Page excerpt
Error converting model to ctranslate2

Some time before I’ve changed my vocabulary size to 31999 in sentencepiece, because I was convinced it will speed up the training with AMP (spoiler it didn’t). But now I have two different models, one with 31999 and another with 32000 sentencepiece vocabulary sizes.
If I understand correctly, ONMT-TF adds 1 more token for unk, so the sizes are 32000 and 32001 respectively.
When I try to export 32000 model to ctranslate2, it works fine, but for the 31999 model I get an error
ValueError: Source vocabulary 0 has size 31999 but the model expected a vocabulary of size 32000
I also tried to convert to saved_model format and it works fine.

OpenNMT-tf 2.31.0
Tensorflow 2.10.0
ctranslate2 3.9.1’

Maybe the model config would be useful as well


train:
  save_checkpoints_steps: 250
  keep_checkpoint_max: 100
  save_summary_steps: 50
  effective_batch_size: null
  batch_size: 16384
  average_last_checkpoints: 8
  sample_buffer_size: 100000000


eval:
  steps: 250
  external_evaluators:
    - BLEU
    - chrf
  export_on_best: BLEU
  early_stopping:
    metric: bleu
    min_improvement: 0.1
    steps: 10

params:
  learning_rate: 1.0
model_dir:  *model_path*
data:
  train_features_file:  *training_features_path*
  train_labels_file: *training_labels_path*
  eval_features_file:  *eval_feature_path*
  eval_labels_file:  *eval_labels_path*
  source_vocabulary: *vocab_path*
  target_vocabulary:  *vocab_path*
  source_tokenization:
    type: OpenNMTTokenizer
    params:
      mode: none
      sp_model_path: *model_path*

  target_tokenization:
    type: OpenNMTTokenizer
    params:
      mode: none
      sp_model_path: *model_path*
1 Like

Most likely the <unk> token is included the vocabulary file. Can you check that?

Segmentation dataset excerpts
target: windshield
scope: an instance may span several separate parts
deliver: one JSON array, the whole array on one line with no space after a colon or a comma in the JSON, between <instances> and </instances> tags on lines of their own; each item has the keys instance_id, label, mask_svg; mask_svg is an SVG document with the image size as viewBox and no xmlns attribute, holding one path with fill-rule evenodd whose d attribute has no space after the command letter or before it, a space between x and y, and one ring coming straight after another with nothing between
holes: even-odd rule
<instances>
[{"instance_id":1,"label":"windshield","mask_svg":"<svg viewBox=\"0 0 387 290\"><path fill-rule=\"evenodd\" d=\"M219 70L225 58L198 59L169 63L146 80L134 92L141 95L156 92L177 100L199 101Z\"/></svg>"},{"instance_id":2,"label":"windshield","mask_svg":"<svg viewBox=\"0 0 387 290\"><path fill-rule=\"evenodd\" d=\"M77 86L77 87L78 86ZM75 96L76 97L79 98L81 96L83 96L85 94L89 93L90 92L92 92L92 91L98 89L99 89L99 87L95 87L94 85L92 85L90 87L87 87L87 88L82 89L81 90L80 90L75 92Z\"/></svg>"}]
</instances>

Tasks
**A)** Reproduce the stretch of the ctranslate2 conversion thread from "Some time before" through "it works fine.".
**B)** Express all the lines of the records as a JSON list of strings, one string per line, leaving out blank lines.
The thread and the records are unrelated to each other.

The answers
**A)**
Some time before I’ve changed my vocabulary size to 31999 in sentencepiece, because I was convinced it will speed up the training with AMP (spoiler it didn’t). But now I have two different models, one with 31999 and another with 32000 sentencepiece vocabulary sizes.
If I understand correctly, ONMT-TF adds 1 more token for unk, so the sizes are 32000 and 32001 respectively.
When I try to export 32000 model to ctranslate2, it works fine, but for the 31999 model I get an error
ValueError: Source vocabulary 0 has size 31999 but the model expected a vocabulary of size 32000
I also tried to convert to saved_model format and it works fine.

**B)**
[
  "target: windshield",
  "scope: an instance may span several separate parts",
  "deliver: one JSON array, the whole array on one line with no space after a colon or a comma in the JSON, between <instances> and </instances> tags on lines of their own; each item has the keys instance_id, label, mask_svg; mask_svg is an SVG document with the image size as viewBox and no xmlns attribute, holding one path with fill-rule evenodd whose d attribute has no space after the command letter or before it, a space between x and y, and one ring coming straight after another with nothing between",
  "holes: even-odd rule",
  "<instances>",
  "[{\"instance_id\":1,\"label\":\"windshield\",\"mask_svg\":\"<svg viewBox=\\\"0 0 387 290\\\"><path fill-rule=\\\"evenodd\\\" d=\\\"M219 70L225 58L198 59L169 63L146 80L134 92L141 95L156 92L177 100L199 101Z\\\"/></svg>\"},{\"instance_id\":2,\"label\":\"windshield\",\"mask_svg\":\"<svg viewBox=\\\"0 0 387 290\\\"><path fill-rule=\\\"evenodd\\\" d=\\\"M77 86L77 87L78 86ZM75 96L76 97L79 98L81 96L83 96L85 94L89 93L90 92L92 92L92 91L98 89L99 89L99 87L95 87L94 85L92 85L90 87L87 87L87 88L82 89L81 90L80 90L75 92Z\\\"/></svg>\"}]",
  "</instances>"
]